§ Goal
Print the records word for word, from the start through the line containing "[[328, 18], [32, 20]]", with both ends included. Omit the pictures.

§ Listed entries
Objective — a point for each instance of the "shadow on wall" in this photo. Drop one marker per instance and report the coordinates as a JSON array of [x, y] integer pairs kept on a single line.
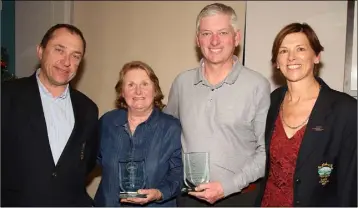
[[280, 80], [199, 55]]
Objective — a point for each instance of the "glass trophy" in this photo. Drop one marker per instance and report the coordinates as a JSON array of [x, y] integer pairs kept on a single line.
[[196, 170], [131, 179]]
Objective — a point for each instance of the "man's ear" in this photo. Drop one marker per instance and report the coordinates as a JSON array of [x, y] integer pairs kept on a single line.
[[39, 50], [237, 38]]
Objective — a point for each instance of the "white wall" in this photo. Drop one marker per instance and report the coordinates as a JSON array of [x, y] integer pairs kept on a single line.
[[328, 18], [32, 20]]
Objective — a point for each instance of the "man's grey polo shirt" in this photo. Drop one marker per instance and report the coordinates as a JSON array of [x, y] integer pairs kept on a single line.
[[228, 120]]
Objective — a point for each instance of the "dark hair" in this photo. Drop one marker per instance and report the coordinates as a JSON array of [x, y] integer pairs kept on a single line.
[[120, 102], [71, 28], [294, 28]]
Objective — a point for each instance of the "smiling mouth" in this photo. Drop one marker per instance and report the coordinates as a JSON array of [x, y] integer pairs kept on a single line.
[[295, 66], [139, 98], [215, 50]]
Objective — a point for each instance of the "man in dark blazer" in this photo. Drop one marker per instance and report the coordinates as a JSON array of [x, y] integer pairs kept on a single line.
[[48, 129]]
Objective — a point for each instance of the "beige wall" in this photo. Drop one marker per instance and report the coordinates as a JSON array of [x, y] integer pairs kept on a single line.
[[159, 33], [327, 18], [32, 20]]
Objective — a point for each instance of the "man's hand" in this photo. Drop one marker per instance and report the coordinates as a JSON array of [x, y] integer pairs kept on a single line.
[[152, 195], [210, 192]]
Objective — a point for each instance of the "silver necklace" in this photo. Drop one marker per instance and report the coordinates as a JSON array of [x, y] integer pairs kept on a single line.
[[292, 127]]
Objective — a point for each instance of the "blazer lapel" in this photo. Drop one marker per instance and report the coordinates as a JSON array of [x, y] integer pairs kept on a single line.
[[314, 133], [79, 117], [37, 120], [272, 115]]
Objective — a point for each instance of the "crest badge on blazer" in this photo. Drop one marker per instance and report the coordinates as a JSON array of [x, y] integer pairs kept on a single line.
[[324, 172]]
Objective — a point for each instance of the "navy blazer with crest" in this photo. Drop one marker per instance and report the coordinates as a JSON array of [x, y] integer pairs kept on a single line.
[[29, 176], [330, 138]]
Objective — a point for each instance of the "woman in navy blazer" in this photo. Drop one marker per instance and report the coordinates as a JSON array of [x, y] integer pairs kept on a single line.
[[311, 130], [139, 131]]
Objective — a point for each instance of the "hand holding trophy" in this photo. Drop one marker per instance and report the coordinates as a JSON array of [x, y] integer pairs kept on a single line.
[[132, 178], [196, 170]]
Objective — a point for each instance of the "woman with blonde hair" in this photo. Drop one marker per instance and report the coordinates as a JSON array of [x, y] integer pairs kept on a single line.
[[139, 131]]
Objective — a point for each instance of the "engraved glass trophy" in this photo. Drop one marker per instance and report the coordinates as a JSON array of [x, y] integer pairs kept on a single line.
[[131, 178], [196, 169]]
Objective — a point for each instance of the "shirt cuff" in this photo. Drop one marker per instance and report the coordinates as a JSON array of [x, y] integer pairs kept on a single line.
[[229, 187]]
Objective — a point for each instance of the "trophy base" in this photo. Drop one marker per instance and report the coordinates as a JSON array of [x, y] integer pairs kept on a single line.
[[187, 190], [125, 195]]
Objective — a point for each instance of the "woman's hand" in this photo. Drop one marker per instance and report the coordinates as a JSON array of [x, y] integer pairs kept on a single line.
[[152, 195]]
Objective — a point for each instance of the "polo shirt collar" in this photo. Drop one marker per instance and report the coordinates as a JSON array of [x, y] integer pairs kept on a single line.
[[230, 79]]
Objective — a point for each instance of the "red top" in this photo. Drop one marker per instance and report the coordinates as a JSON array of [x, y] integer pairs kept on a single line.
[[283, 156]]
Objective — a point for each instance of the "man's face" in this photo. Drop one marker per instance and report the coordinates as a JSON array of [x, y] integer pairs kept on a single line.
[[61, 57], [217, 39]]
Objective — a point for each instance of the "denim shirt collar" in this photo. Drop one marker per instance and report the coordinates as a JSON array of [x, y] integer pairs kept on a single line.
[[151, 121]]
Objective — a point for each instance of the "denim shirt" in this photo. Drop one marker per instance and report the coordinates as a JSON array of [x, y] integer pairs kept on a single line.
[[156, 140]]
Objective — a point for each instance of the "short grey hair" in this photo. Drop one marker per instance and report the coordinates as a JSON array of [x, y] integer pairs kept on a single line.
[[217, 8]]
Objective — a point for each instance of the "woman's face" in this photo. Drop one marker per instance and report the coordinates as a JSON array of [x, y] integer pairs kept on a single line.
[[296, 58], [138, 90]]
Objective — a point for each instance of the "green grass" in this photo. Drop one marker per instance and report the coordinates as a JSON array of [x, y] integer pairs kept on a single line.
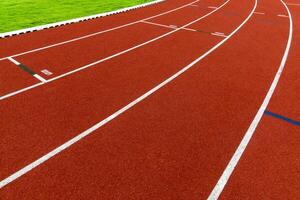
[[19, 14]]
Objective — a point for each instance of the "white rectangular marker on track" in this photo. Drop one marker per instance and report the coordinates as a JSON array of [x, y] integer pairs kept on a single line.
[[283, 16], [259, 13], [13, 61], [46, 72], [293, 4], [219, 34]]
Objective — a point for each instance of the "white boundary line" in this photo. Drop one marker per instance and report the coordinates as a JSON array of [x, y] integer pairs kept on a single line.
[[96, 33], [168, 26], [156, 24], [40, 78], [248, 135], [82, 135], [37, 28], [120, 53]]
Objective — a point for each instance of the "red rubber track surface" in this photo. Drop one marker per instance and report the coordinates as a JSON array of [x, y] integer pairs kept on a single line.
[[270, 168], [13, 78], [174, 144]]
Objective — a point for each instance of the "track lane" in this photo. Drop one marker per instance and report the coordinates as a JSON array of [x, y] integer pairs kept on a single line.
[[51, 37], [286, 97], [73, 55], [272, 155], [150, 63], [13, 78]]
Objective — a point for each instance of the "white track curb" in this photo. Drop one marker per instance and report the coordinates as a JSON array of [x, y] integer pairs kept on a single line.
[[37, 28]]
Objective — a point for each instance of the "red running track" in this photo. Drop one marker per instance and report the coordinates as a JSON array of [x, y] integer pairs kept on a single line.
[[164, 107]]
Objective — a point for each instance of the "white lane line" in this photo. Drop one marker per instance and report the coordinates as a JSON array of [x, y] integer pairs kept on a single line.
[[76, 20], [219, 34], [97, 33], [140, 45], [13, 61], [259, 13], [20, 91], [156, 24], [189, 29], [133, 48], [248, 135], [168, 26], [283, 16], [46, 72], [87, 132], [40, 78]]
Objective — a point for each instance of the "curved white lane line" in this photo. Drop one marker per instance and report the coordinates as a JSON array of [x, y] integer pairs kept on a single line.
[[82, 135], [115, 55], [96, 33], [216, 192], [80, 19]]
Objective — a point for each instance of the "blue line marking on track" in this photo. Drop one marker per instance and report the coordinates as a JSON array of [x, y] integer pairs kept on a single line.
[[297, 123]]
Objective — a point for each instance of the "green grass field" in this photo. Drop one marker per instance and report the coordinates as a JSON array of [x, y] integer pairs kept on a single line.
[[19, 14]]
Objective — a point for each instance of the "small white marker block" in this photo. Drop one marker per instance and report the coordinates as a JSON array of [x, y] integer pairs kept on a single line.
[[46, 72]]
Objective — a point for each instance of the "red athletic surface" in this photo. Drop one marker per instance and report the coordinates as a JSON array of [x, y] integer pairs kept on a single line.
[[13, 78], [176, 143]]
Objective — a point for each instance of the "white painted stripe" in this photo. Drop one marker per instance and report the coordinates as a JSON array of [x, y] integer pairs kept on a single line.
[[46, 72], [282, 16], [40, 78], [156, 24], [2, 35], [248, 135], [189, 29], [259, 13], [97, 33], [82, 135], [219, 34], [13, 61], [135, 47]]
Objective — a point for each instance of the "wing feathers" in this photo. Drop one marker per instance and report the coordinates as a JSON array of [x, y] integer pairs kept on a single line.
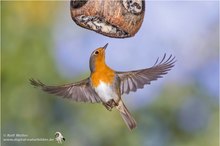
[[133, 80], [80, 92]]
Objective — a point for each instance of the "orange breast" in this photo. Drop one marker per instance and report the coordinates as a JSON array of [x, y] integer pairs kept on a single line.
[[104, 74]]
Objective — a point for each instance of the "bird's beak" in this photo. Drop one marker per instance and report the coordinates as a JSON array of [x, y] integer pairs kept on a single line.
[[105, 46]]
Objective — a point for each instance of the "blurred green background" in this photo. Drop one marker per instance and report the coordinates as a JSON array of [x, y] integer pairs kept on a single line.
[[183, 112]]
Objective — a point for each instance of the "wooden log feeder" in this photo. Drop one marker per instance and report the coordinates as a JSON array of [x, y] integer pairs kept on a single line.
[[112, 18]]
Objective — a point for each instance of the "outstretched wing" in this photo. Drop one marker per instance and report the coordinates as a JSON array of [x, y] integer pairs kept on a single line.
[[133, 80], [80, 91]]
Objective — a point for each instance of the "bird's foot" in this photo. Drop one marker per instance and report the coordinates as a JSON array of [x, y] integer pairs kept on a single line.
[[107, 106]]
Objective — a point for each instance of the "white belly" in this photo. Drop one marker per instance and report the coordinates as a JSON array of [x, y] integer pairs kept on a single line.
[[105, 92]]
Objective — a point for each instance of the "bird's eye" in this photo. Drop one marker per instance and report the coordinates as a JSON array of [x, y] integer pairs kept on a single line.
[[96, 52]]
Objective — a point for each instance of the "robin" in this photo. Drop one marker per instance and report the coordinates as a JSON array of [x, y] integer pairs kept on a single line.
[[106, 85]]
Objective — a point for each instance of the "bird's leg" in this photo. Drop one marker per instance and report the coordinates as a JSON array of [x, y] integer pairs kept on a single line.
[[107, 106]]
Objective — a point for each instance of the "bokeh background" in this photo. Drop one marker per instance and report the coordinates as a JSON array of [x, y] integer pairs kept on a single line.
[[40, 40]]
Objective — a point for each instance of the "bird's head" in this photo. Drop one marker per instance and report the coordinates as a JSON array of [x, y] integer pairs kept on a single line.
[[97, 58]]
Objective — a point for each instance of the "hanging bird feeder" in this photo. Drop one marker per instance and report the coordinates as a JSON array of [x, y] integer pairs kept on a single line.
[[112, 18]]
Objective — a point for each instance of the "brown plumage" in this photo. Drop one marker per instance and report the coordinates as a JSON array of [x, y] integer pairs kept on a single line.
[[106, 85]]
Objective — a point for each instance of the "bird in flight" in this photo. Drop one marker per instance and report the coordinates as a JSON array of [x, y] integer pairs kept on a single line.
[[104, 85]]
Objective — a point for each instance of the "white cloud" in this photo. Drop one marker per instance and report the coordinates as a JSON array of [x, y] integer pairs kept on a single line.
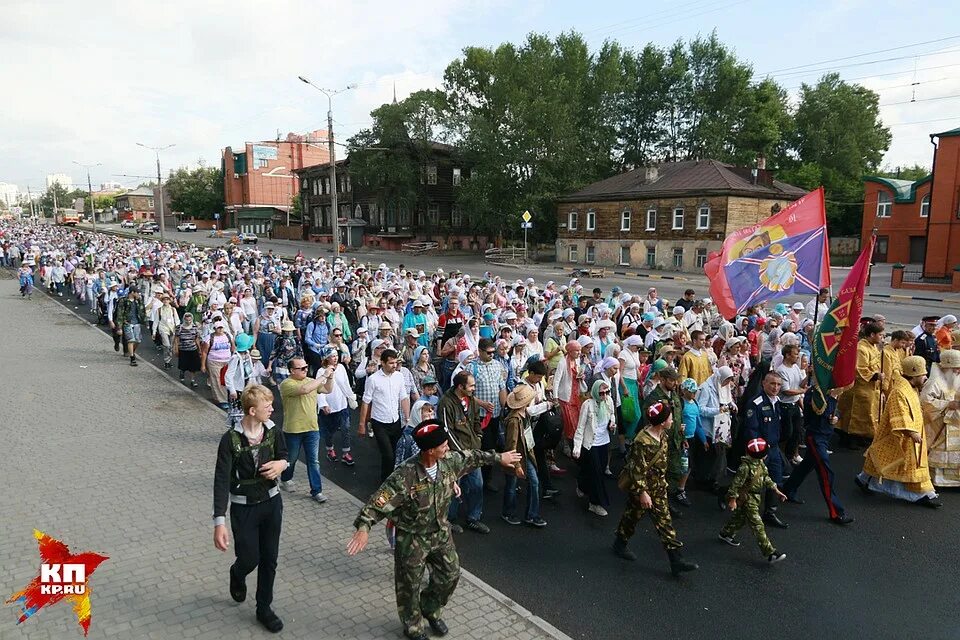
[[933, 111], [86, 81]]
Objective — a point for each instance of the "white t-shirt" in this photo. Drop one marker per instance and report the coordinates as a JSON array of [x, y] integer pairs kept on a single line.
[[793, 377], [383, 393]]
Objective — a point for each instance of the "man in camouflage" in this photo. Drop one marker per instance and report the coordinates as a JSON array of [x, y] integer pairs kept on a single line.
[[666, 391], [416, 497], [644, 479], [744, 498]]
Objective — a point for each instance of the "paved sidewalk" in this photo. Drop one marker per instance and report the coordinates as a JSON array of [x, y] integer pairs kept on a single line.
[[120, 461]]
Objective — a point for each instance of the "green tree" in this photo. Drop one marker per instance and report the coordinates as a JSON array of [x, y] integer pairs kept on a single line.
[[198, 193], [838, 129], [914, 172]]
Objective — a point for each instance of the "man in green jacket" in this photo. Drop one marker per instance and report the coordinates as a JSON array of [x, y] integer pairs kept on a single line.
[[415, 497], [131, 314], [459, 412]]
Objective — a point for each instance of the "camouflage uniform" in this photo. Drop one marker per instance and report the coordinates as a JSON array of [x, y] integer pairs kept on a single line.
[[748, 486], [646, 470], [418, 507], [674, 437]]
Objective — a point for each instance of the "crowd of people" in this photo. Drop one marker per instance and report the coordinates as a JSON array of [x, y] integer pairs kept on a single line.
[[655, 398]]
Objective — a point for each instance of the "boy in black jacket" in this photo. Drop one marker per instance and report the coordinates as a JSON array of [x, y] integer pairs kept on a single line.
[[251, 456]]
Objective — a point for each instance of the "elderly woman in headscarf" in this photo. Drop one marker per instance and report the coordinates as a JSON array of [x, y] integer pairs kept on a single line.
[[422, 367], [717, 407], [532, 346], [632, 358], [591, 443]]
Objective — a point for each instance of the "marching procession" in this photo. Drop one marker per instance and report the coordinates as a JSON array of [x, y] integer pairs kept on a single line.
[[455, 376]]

§ The answer
Objective — a point for each instance of the "shadow on wall" in this photo. Drop one marker per instance and report the coordinates as a JSON array of [x, y] integer pairs kept on a single line.
[[280, 80], [199, 55]]
Objective — a point for each instance of the "glass trophy" in this photo. Drop one marker per instance and report the coordinates as a JSON array of [x, y] integer pairs kept on a single line.
[[196, 170], [131, 179]]
Objective — a point for each instance of the "man's ear" in this photo. Drop one marker per instance and report the coordinates as a JSON array of [x, y] integer pairs kept on a single line.
[[39, 50], [237, 38]]
Objective — a point for each instance of the "white wall" in this photo. Drop one marker per instance and report the coordinates as a JSON array of [x, y] integer pairs kept on a single line.
[[328, 18], [32, 20]]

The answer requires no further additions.